- Exercise prompt: The answer should reproduce every entry exactly and contain no images.
"""
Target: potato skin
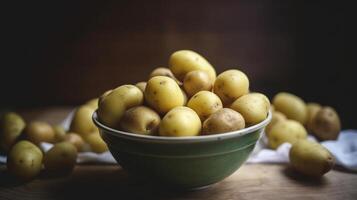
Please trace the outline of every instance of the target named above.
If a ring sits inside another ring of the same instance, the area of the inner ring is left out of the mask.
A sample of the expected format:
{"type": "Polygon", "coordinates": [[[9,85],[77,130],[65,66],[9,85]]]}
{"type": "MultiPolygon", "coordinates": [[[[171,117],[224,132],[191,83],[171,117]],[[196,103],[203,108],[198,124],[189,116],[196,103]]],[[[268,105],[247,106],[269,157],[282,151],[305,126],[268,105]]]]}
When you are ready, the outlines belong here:
{"type": "Polygon", "coordinates": [[[142,105],[143,101],[143,92],[138,87],[134,85],[119,86],[101,98],[98,117],[103,124],[111,128],[118,128],[125,110],[142,105]]]}
{"type": "Polygon", "coordinates": [[[55,132],[55,142],[62,142],[66,137],[66,130],[61,125],[52,126],[53,131],[55,132]]]}
{"type": "Polygon", "coordinates": [[[53,143],[55,141],[55,131],[47,122],[30,122],[25,128],[25,133],[27,139],[36,145],[41,142],[53,143]]]}
{"type": "Polygon", "coordinates": [[[73,133],[73,132],[67,133],[66,137],[64,138],[64,141],[73,144],[77,148],[78,152],[81,152],[84,150],[84,147],[85,147],[84,140],[77,133],[73,133]]]}
{"type": "Polygon", "coordinates": [[[87,105],[78,107],[74,113],[69,130],[78,133],[81,136],[88,135],[95,131],[97,127],[92,121],[94,111],[95,110],[92,107],[87,105]]]}
{"type": "Polygon", "coordinates": [[[193,96],[199,91],[211,91],[213,82],[207,72],[195,70],[188,72],[183,80],[183,87],[188,96],[193,96]]]}
{"type": "Polygon", "coordinates": [[[160,116],[151,108],[137,106],[125,111],[120,127],[123,131],[130,133],[154,135],[160,121],[160,116]]]}
{"type": "Polygon", "coordinates": [[[135,84],[136,87],[138,87],[144,94],[145,92],[145,88],[146,88],[146,82],[145,81],[142,81],[142,82],[138,82],[135,84]]]}
{"type": "Polygon", "coordinates": [[[195,70],[206,71],[212,82],[216,79],[213,66],[200,54],[191,50],[180,50],[171,54],[169,68],[180,81],[183,81],[188,72],[195,70]]]}
{"type": "Polygon", "coordinates": [[[321,109],[321,105],[318,103],[310,102],[306,104],[306,112],[307,112],[306,129],[309,133],[312,132],[313,120],[320,109],[321,109]]]}
{"type": "Polygon", "coordinates": [[[165,114],[174,107],[184,105],[184,96],[172,78],[155,76],[146,85],[145,101],[158,113],[165,114]]]}
{"type": "Polygon", "coordinates": [[[9,151],[21,136],[26,123],[24,119],[14,113],[5,113],[0,120],[0,150],[9,151]]]}
{"type": "Polygon", "coordinates": [[[196,136],[201,131],[201,120],[194,110],[179,106],[170,110],[159,125],[161,136],[196,136]]]}
{"type": "Polygon", "coordinates": [[[272,149],[278,148],[284,142],[294,144],[307,138],[307,131],[301,123],[295,120],[283,120],[276,123],[268,135],[268,145],[272,149]]]}
{"type": "Polygon", "coordinates": [[[247,125],[258,124],[268,116],[270,104],[263,94],[245,94],[235,100],[231,109],[243,115],[247,125]]]}
{"type": "Polygon", "coordinates": [[[288,119],[293,119],[301,124],[305,124],[307,120],[307,109],[305,102],[298,96],[280,92],[273,98],[275,110],[283,113],[288,119]]]}
{"type": "Polygon", "coordinates": [[[312,121],[312,133],[319,140],[336,140],[341,131],[340,118],[332,107],[322,107],[312,121]]]}
{"type": "Polygon", "coordinates": [[[43,164],[51,173],[69,173],[77,160],[77,148],[69,142],[59,142],[46,152],[43,164]]]}
{"type": "Polygon", "coordinates": [[[99,101],[99,98],[94,98],[94,99],[91,99],[91,100],[87,101],[84,105],[93,108],[93,110],[97,110],[98,101],[99,101]]]}
{"type": "Polygon", "coordinates": [[[294,143],[289,152],[290,165],[298,172],[320,177],[330,171],[335,164],[331,153],[322,145],[308,140],[294,143]]]}
{"type": "Polygon", "coordinates": [[[91,151],[95,153],[103,153],[108,151],[108,146],[98,132],[94,132],[86,137],[86,142],[89,144],[91,151]]]}
{"type": "Polygon", "coordinates": [[[236,131],[245,127],[243,116],[230,108],[222,108],[203,122],[202,134],[217,134],[236,131]]]}
{"type": "Polygon", "coordinates": [[[274,111],[274,112],[272,112],[271,121],[270,121],[270,123],[265,127],[265,134],[266,134],[267,136],[269,136],[269,132],[271,131],[271,129],[273,128],[273,126],[274,126],[275,124],[277,124],[278,122],[284,121],[284,120],[286,120],[286,119],[287,119],[287,118],[286,118],[286,116],[285,116],[283,113],[281,113],[281,112],[279,112],[279,111],[274,111]]]}
{"type": "Polygon", "coordinates": [[[223,108],[223,105],[219,97],[213,92],[200,91],[191,97],[187,103],[187,107],[193,109],[201,121],[204,121],[211,114],[223,108]]]}
{"type": "Polygon", "coordinates": [[[239,70],[227,70],[217,76],[213,91],[221,98],[223,105],[230,105],[249,92],[249,79],[239,70]]]}
{"type": "Polygon", "coordinates": [[[29,141],[19,141],[10,150],[7,157],[7,169],[21,180],[36,177],[42,167],[42,151],[29,141]]]}
{"type": "Polygon", "coordinates": [[[154,76],[167,76],[169,78],[172,78],[178,85],[182,85],[182,83],[176,79],[175,75],[172,73],[172,71],[169,68],[166,67],[158,67],[155,68],[149,75],[149,79],[151,79],[154,76]]]}

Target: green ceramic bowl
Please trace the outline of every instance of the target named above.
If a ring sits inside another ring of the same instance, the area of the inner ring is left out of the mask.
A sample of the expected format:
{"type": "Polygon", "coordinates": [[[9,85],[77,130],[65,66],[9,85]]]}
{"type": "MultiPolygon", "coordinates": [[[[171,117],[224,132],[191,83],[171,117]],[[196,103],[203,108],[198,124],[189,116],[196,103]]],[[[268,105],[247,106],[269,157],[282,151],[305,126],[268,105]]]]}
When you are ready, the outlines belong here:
"""
- Solution to this task:
Target: potato skin
Please trace the outline of every instance of the target named above.
If a ring sits inside another ring of the same instance, the area of the inner ring is left out of the mask.
A sample of the expected format:
{"type": "Polygon", "coordinates": [[[9,85],[77,130],[65,66],[9,85]]]}
{"type": "MultiPolygon", "coordinates": [[[[171,117],[224,132],[191,83],[171,117]],[[196,103],[203,108],[198,124],[189,116],[196,103]]],[[[268,105],[247,106],[269,157],[282,151],[305,126],[268,105]]]]}
When you are ready, the outlines belong here:
{"type": "Polygon", "coordinates": [[[142,105],[143,101],[143,92],[138,87],[134,85],[119,86],[101,98],[98,117],[103,124],[111,128],[118,128],[125,110],[142,105]]]}
{"type": "Polygon", "coordinates": [[[55,132],[55,142],[62,142],[66,137],[66,130],[61,125],[52,126],[53,131],[55,132]]]}
{"type": "Polygon", "coordinates": [[[53,143],[55,141],[55,131],[47,122],[30,122],[25,128],[25,133],[27,139],[36,145],[41,142],[53,143]]]}
{"type": "Polygon", "coordinates": [[[73,133],[73,132],[67,133],[66,137],[64,138],[64,141],[73,144],[77,148],[78,152],[81,152],[84,150],[84,147],[85,147],[84,140],[77,133],[73,133]]]}
{"type": "Polygon", "coordinates": [[[87,105],[78,107],[74,113],[69,130],[78,133],[81,136],[88,135],[95,131],[97,127],[92,121],[94,111],[95,110],[92,107],[87,105]]]}
{"type": "Polygon", "coordinates": [[[193,96],[199,91],[211,91],[213,82],[207,72],[195,70],[188,72],[183,80],[183,87],[188,96],[193,96]]]}
{"type": "Polygon", "coordinates": [[[160,116],[151,108],[137,106],[125,111],[120,127],[123,131],[130,133],[154,135],[160,121],[160,116]]]}
{"type": "Polygon", "coordinates": [[[135,84],[136,87],[138,87],[144,94],[145,92],[145,88],[146,88],[146,82],[145,81],[142,81],[142,82],[138,82],[135,84]]]}
{"type": "Polygon", "coordinates": [[[195,70],[206,71],[212,82],[216,79],[213,66],[200,54],[191,50],[180,50],[171,54],[169,68],[180,81],[183,81],[188,72],[195,70]]]}
{"type": "Polygon", "coordinates": [[[321,109],[321,105],[318,103],[310,102],[306,104],[306,112],[307,112],[306,129],[309,133],[312,132],[313,120],[320,109],[321,109]]]}
{"type": "Polygon", "coordinates": [[[165,114],[174,107],[184,105],[184,96],[172,78],[155,76],[146,85],[145,101],[158,113],[165,114]]]}
{"type": "Polygon", "coordinates": [[[9,151],[21,136],[26,123],[24,119],[14,113],[5,113],[0,120],[0,150],[9,151]]]}
{"type": "Polygon", "coordinates": [[[196,136],[201,131],[201,120],[194,110],[179,106],[170,110],[159,125],[161,136],[196,136]]]}
{"type": "Polygon", "coordinates": [[[272,149],[278,148],[284,142],[294,144],[307,138],[307,131],[301,123],[295,120],[283,120],[276,123],[268,135],[268,145],[272,149]]]}
{"type": "Polygon", "coordinates": [[[247,125],[258,124],[268,116],[270,104],[263,94],[245,94],[235,100],[231,109],[243,115],[247,125]]]}
{"type": "Polygon", "coordinates": [[[288,119],[293,119],[301,124],[305,124],[307,120],[307,109],[305,102],[298,96],[280,92],[273,98],[275,110],[283,113],[288,119]]]}
{"type": "Polygon", "coordinates": [[[312,121],[312,133],[319,140],[336,140],[341,131],[340,118],[332,107],[322,107],[312,121]]]}
{"type": "Polygon", "coordinates": [[[43,164],[51,173],[69,173],[77,160],[77,148],[69,142],[59,142],[46,152],[43,164]]]}
{"type": "Polygon", "coordinates": [[[99,101],[99,98],[94,98],[94,99],[91,99],[91,100],[87,101],[84,105],[93,108],[93,110],[97,110],[98,101],[99,101]]]}
{"type": "Polygon", "coordinates": [[[294,143],[289,152],[290,165],[298,172],[320,177],[330,171],[335,164],[331,153],[322,145],[308,140],[294,143]]]}
{"type": "Polygon", "coordinates": [[[91,151],[95,153],[103,153],[108,151],[108,146],[98,132],[94,132],[86,137],[86,142],[89,144],[91,151]]]}
{"type": "Polygon", "coordinates": [[[236,131],[245,127],[243,116],[230,108],[222,108],[203,122],[202,134],[217,134],[236,131]]]}
{"type": "Polygon", "coordinates": [[[274,111],[274,112],[272,112],[271,121],[270,121],[270,123],[265,127],[265,134],[266,134],[267,136],[269,136],[269,132],[271,131],[271,129],[273,128],[273,126],[274,126],[275,124],[277,124],[278,122],[284,121],[284,120],[286,120],[286,119],[287,119],[287,118],[286,118],[286,116],[285,116],[283,113],[281,113],[281,112],[279,112],[279,111],[274,111]]]}
{"type": "Polygon", "coordinates": [[[223,108],[223,105],[219,97],[213,92],[200,91],[191,97],[187,103],[187,107],[193,109],[201,121],[204,121],[211,114],[223,108]]]}
{"type": "Polygon", "coordinates": [[[239,70],[227,70],[217,76],[213,91],[221,98],[223,105],[230,105],[249,92],[249,79],[239,70]]]}
{"type": "Polygon", "coordinates": [[[29,141],[19,141],[10,150],[7,157],[7,169],[21,180],[36,177],[42,167],[42,151],[29,141]]]}
{"type": "Polygon", "coordinates": [[[154,76],[167,76],[169,78],[172,78],[178,85],[182,85],[182,83],[176,79],[175,75],[172,73],[172,71],[169,68],[166,67],[158,67],[155,68],[149,75],[149,79],[151,79],[154,76]]]}

Target: green ceramic bowl
Please trace the outline of every instance of the target named above.
If a ring sits inside another ring of the same instance, the area of the inner ring is left out of the mask.
A sample of the expected format:
{"type": "Polygon", "coordinates": [[[9,85],[77,130],[65,66],[9,85]]]}
{"type": "MultiPolygon", "coordinates": [[[[171,117],[224,132],[191,83],[171,117]],[[196,103],[203,108],[198,124],[189,116],[196,103]]],[[[268,105],[247,106],[269,157],[282,151],[305,126],[268,105]]]]}
When you are ready, the outlines belong here:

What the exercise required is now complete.